Task goal:
Pick out every line in the material below that contains the word "white". Case counts.

Rows:
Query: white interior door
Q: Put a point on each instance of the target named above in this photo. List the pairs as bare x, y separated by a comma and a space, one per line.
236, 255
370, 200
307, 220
---
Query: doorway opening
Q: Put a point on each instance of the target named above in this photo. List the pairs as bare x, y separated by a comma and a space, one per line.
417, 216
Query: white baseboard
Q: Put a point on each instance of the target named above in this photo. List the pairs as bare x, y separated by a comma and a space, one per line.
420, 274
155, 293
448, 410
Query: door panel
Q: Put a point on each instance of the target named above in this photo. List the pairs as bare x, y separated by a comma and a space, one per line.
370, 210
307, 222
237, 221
==
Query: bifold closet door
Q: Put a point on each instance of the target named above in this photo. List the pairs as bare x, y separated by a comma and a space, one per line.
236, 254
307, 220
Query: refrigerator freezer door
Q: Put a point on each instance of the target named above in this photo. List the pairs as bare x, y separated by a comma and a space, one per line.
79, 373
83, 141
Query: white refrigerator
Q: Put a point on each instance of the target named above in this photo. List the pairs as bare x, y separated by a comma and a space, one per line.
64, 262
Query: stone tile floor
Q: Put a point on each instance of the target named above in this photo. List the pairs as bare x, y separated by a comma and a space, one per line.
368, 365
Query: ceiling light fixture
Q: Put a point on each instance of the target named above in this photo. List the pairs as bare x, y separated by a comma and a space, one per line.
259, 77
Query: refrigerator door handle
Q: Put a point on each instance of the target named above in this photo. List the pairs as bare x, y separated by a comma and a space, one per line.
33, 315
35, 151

Correct output:
Query: white interior door
Query: white baseboard
Query: white refrigerator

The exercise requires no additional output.